[Pointing records for named objects]
══════════════════════════════
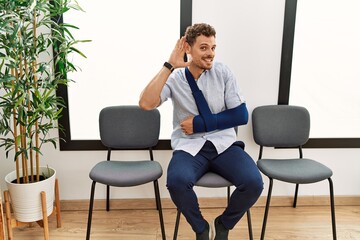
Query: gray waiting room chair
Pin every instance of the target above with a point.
(213, 180)
(127, 128)
(284, 126)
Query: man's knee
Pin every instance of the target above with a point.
(255, 186)
(179, 183)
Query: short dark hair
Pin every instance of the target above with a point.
(192, 32)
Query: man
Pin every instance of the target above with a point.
(204, 142)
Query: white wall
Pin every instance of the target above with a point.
(249, 37)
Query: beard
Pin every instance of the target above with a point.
(204, 63)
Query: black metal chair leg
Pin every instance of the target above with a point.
(107, 198)
(158, 205)
(332, 203)
(295, 196)
(249, 225)
(228, 191)
(266, 210)
(177, 222)
(90, 210)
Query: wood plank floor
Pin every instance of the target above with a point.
(284, 223)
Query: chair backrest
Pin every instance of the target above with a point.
(281, 125)
(129, 127)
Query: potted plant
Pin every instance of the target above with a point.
(29, 109)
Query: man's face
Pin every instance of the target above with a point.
(203, 52)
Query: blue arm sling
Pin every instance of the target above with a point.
(206, 121)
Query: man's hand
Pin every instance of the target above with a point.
(177, 56)
(187, 125)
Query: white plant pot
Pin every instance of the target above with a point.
(26, 198)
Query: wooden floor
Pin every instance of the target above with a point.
(284, 223)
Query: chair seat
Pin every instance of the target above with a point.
(212, 180)
(294, 170)
(126, 173)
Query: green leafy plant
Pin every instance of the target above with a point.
(30, 31)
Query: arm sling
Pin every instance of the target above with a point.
(206, 121)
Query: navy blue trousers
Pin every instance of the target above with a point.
(234, 164)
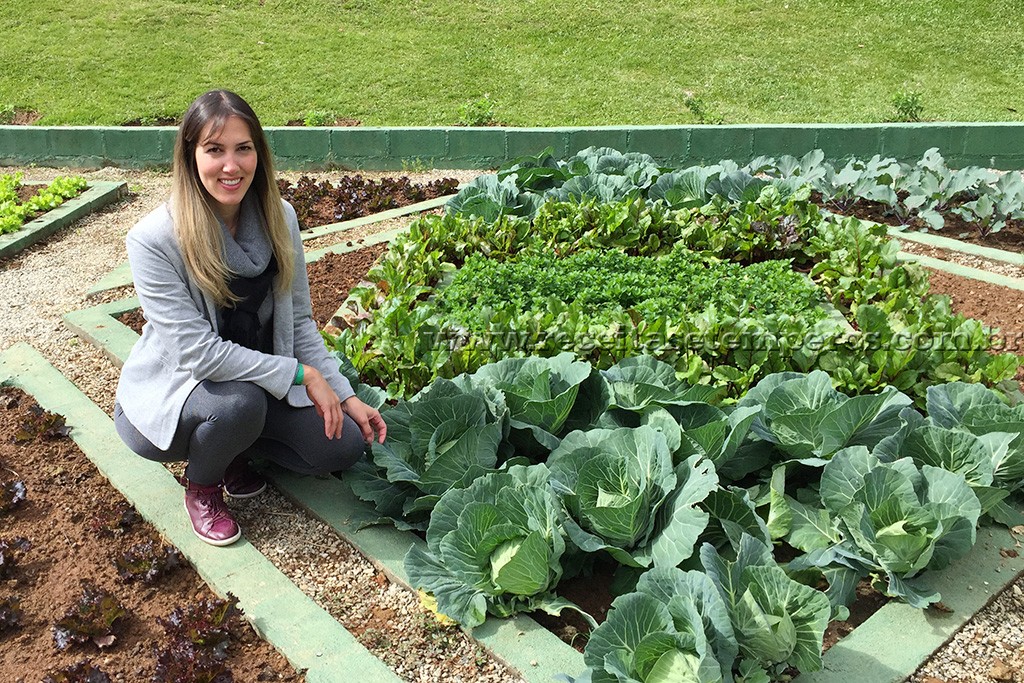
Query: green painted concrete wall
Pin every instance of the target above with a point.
(989, 144)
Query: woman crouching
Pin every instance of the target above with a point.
(230, 364)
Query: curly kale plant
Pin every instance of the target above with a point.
(890, 521)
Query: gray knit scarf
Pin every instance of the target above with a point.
(250, 256)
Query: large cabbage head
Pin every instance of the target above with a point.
(625, 496)
(893, 520)
(777, 622)
(494, 547)
(674, 628)
(546, 397)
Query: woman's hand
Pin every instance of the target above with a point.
(325, 400)
(369, 419)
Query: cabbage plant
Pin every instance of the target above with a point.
(977, 410)
(644, 390)
(444, 437)
(674, 628)
(625, 496)
(804, 417)
(546, 397)
(494, 547)
(888, 520)
(777, 622)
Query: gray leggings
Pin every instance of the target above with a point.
(222, 420)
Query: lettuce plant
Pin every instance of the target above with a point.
(93, 617)
(444, 437)
(80, 672)
(625, 496)
(494, 547)
(888, 520)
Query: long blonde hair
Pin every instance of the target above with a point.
(195, 222)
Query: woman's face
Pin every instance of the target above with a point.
(226, 162)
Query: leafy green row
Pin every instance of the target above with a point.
(667, 288)
(401, 338)
(13, 213)
(524, 471)
(915, 195)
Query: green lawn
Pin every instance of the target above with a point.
(544, 63)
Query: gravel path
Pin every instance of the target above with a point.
(48, 280)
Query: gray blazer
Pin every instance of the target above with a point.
(180, 345)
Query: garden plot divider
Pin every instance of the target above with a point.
(989, 144)
(308, 637)
(97, 195)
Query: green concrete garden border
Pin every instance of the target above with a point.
(988, 144)
(949, 244)
(965, 270)
(305, 634)
(879, 650)
(98, 194)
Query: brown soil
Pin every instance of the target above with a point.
(331, 278)
(66, 501)
(1011, 238)
(996, 306)
(866, 602)
(332, 275)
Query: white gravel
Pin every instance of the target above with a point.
(48, 280)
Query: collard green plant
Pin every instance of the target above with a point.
(625, 496)
(444, 437)
(494, 548)
(932, 186)
(487, 198)
(777, 623)
(892, 521)
(675, 627)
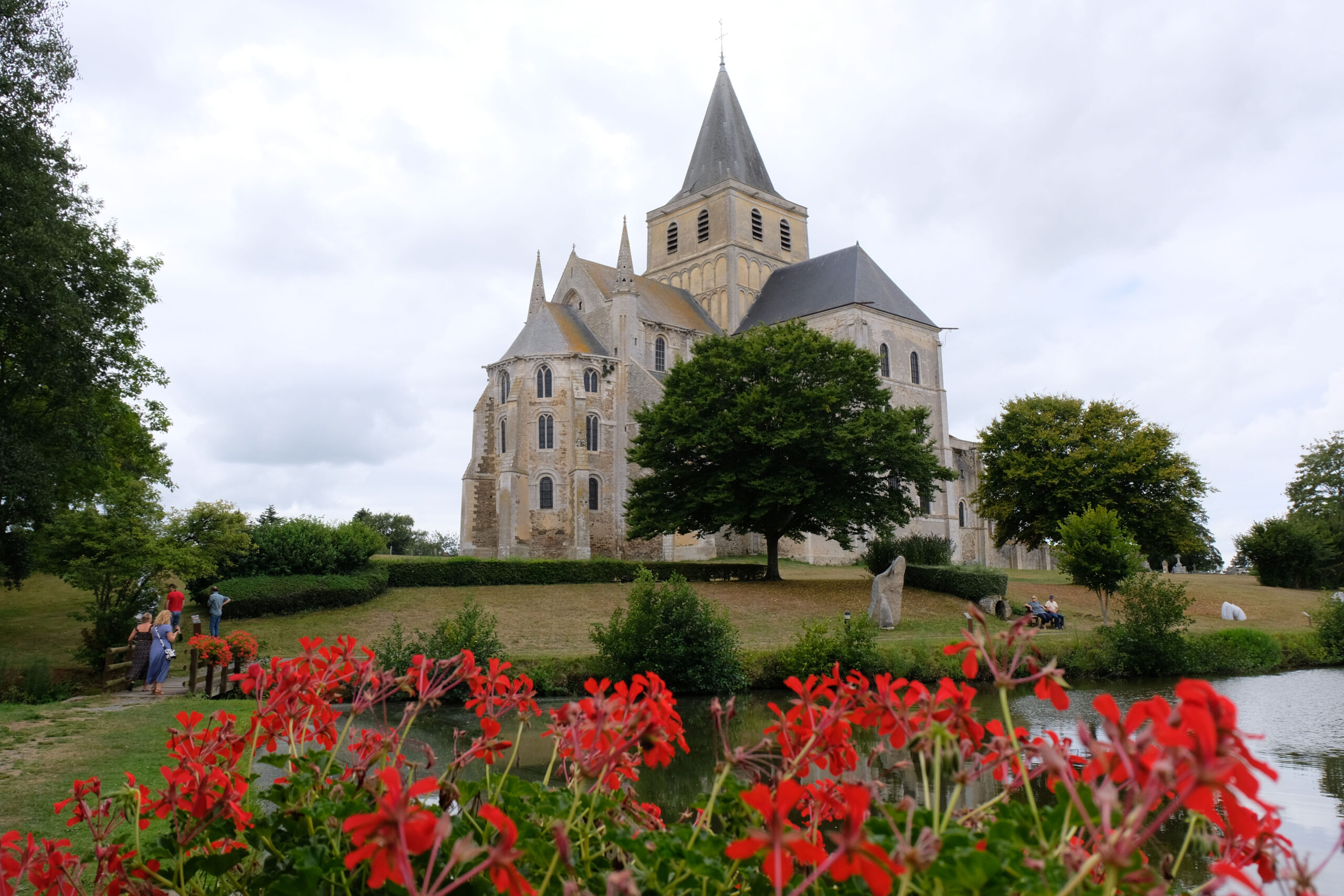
══════════════════════════════
- [Instructions for the task]
Gather every line of the data above that contains the string "woman", and note that case counts.

- [Reply to the task]
Query: woman crouching
Query: woman's hand
Query: woman's face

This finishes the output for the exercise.